Prioritäten[Bearbeiten | Quelltext bearbeiten]

Grundsätzlich gilt: Fahrzeuge, die aufgrund ihres gegenwärtig verwendeten Antriebs schlechter manövrieren können, haben Vorrang vor solchen, die einfacher zu manövrieren sind (Regel 18 KVR):

  1. Alle Fahrzeuge weichen manövrierbehinderten oder manövrierunfähigen Schiffen aus (diese müssen entsprechende Zeichen setzen).
  2. Alle Fahrzeuge (außer manövrierbehinderte) weichen Fahrzeugen aus, die aufgrund ihres Tiefgangs eingeschränkt manövrierbar sind („tiefgangbehindert“).
  3. Von Fahrzeugen, die mit Netzen, Leinen oder Schleppnetzen fischen und dadurch nur eingeschränkt manövrieren können, halten sich andere Fahrzeuge frei.
  4. Segelboote und -schiffe, die unter Segeln fahren, haben Vorrang vor Motorschiffen (Segelschiffe untereinander siehe unten).
  5. Motorschiffe weichen allen anderen Verkehrsteilnehmern aus (Motorboote untereinander siehe unten).

Während die Ausweichregeln in der KVR nur diese Schiffstypen behandeln, gelten auf vielen Binnengewässern zusätzliche Ausweich- und Vorfahrtsregeln. So haben dort oftmals Kursschiffe (öffentliche Fahrgastschiffe) Vorrang vor allen anderen Verkehrsteilnehmern.

Die Ausweichregeln der KVR gelten unabhängig von der Schiffsgröße. Im Prinzip muss also ein Öltanker einer kleinen Segeljolle ausweichen. Allerdings muss man auf der Segeljolle ebenfalls Maßnahmen zur Vermeidung eines Zusammenstoßes ergreifen, sobald feststeht, dass der Öltanker seiner Ausweichpflicht nicht nachkommt. In der Praxis weichen Sportboote allen Berufsschiffen sofern möglich so rechtzeitig aus, dass es gar nicht zu einer kritischen Situation mit Kollisionsgefahr kommt.

Begegnungen von Motorbooten[Bearbeiten | Quelltext bearbeiten]

  1. Begegnen sich zwei Motorboote auf entgegengesetzten Kursen (d. h., sie fahren frontal aufeinander zu), weicht jedes nach Steuerbord aus (Regel 14 KVR).
    Kommen sich zwei Fahrzeuge unter Motor entgegen, so sehen sie voneinander das grüne und das rote Seitenlicht.
  2. Kreuzen sich die Kurse zweier Motorboote, weicht dasjenige aus, das das andere an Steuerbord hat (Regel 15 KVR).

Einträge aus einer Sammlung:
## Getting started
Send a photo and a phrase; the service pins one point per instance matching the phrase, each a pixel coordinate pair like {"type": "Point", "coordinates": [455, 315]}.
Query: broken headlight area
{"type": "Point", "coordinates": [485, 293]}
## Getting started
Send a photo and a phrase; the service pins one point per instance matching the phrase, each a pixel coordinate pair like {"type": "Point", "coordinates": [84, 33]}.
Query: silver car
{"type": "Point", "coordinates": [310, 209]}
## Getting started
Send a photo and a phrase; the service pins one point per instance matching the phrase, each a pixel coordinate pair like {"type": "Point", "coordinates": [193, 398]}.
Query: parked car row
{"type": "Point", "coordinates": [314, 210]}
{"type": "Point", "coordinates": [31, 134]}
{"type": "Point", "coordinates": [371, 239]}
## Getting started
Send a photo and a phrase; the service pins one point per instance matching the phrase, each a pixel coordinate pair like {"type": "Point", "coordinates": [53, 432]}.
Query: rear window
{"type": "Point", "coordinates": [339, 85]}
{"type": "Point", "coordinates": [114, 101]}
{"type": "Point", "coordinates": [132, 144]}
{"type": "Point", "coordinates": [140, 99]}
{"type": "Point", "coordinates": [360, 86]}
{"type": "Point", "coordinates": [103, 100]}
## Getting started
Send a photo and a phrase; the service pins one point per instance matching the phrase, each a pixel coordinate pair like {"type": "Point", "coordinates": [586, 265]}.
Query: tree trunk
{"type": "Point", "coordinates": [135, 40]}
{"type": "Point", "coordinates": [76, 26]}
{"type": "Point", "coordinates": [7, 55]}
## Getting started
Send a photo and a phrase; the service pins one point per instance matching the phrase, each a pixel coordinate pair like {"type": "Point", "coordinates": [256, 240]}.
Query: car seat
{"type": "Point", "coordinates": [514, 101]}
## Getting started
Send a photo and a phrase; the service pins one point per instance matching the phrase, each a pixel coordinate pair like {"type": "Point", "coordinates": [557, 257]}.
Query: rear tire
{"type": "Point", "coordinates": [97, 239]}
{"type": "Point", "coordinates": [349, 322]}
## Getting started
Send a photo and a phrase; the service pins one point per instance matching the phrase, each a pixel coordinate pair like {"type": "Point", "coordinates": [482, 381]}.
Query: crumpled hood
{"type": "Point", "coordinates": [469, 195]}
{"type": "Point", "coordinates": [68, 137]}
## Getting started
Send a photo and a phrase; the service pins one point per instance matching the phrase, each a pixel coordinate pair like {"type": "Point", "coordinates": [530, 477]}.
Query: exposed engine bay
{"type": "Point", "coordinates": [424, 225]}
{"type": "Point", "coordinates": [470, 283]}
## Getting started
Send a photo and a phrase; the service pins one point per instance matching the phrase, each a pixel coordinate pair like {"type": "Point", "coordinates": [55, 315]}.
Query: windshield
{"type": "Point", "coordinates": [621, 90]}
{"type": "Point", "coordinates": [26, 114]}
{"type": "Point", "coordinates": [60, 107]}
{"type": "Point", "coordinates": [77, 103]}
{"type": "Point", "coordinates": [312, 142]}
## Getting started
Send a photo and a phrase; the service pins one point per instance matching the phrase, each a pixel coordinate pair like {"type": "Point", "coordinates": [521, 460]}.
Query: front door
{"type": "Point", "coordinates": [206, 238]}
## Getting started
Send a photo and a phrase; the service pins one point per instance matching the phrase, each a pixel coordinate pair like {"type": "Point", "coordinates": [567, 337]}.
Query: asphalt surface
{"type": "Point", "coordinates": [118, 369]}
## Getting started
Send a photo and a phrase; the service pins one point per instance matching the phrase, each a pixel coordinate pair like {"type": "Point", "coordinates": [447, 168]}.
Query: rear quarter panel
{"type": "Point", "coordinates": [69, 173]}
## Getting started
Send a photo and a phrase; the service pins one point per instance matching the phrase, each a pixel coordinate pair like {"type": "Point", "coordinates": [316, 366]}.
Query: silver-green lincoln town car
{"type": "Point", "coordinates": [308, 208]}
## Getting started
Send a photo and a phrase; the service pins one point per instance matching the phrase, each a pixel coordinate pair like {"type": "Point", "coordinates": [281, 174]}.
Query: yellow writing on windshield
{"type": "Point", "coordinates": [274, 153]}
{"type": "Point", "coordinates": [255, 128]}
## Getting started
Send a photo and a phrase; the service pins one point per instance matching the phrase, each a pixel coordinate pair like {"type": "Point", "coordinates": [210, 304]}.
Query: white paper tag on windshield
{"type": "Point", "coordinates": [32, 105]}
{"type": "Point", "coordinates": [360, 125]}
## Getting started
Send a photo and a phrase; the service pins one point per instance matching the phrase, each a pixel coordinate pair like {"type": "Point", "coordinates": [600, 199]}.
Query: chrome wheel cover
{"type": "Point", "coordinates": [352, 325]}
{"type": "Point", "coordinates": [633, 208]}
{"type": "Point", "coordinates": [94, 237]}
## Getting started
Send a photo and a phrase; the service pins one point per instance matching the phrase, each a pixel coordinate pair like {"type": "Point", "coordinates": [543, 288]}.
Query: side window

Arbeitsanweisungen:
1. Nennen Sie alle Regeln der KVR, auf die der Artikel über die Ausweichregeln mit ihrer Nummer verweist.
2. Schreiben Sie aus dem Artikel über die Ausweichregeln die Passage von „1. Alle Fahrzeuge“ bis „andere Fahrzeuge frei.“ wortgetreu ab.
3. Welche Schiffe haben laut dem Artikel über die Ausweichregeln auf vielen Binnengewässern oft Vorrang vor allen anderen Verkehrsteilnehmern?

Lösungen:
1. Regel 18 KVR, Regel 14 KVR, Regel 15 KVR

2.
1. Alle Fahrzeuge weichen manövrierbehinderten oder manövrierunfähigen Schiffen aus (diese müssen entsprechende Zeichen setzen).
  2. Alle Fahrzeuge (außer manövrierbehinderte) weichen Fahrzeugen aus, die aufgrund ihres Tiefgangs eingeschränkt manövrierbar sind („tiefgangbehindert“).
  3. Von Fahrzeugen, die mit Netzen, Leinen oder Schleppnetzen fischen und dadurch nur eingeschränkt manövrieren können, halten sich andere Fahrzeuge frei.

3. Kursschiffe, also öffentliche Fahrgastschiffe, haben dort oft Vorrang.